Text to read:

━━━━━━━━━━

Py Parallelization Basics

Py Parallelization Basics#

%load_ext autoreload
%autoreload 2

Vectorization#

Lets start with a simple vectorization example

import numpy as np
from time import process_time
import matplotlib.pyplot as plt
from tqdm.auto import tqdm
import warnings

# not returning anything here, just doing the computation
def fn(x):
    val = x + x * x + x * x * x
    pass


def runtime_loops(x):
    t0 = process_time()
    rows, cols = x.shape
    for i in range(rows):
        for j in range(cols):
            fn(x[i, j])
    return process_time() - t0


def runtime_np_vectorized(x):
    t0 = process_time()
    fn(x)
    return process_time() - t0

N = 1000
x = np.random.randn(N, N).astype(dtype='float32')
print(f"Loops: {runtime_loops(x):.3f}s")
print(f"Vectorized: {runtime_np_vectorized(x):.3f}s")

Multiprocessing and Multithreading#

For multiprocessing and multithreading, things will work better if you first save the code to file, and then import the functions. This is because the multiprocessing module will need to import the code in a new process, and it will not be able to find the functions if they are defined in a notebook cell.

%%writefile basics_multi_demo.py

import multiprocessing as mp
from time import process_time

N_CPUS = mp.cpu_count()

━━━━━━━━━━

Given data:
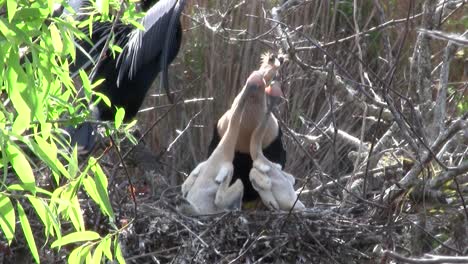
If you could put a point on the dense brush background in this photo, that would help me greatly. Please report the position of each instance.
(214, 64)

━━━━━━━━━━

Condense the paragraph in the Python parallelization text that begins "For multiprocessing and multithreading" into a short list that keeps its main facts.

Answer for this exercise:
- For multiprocessing and multithreading, save the code to a file first, then import the functions.
- The multiprocessing module must import the code in a new process.
- Functions defined inside a notebook can't be found by that new process.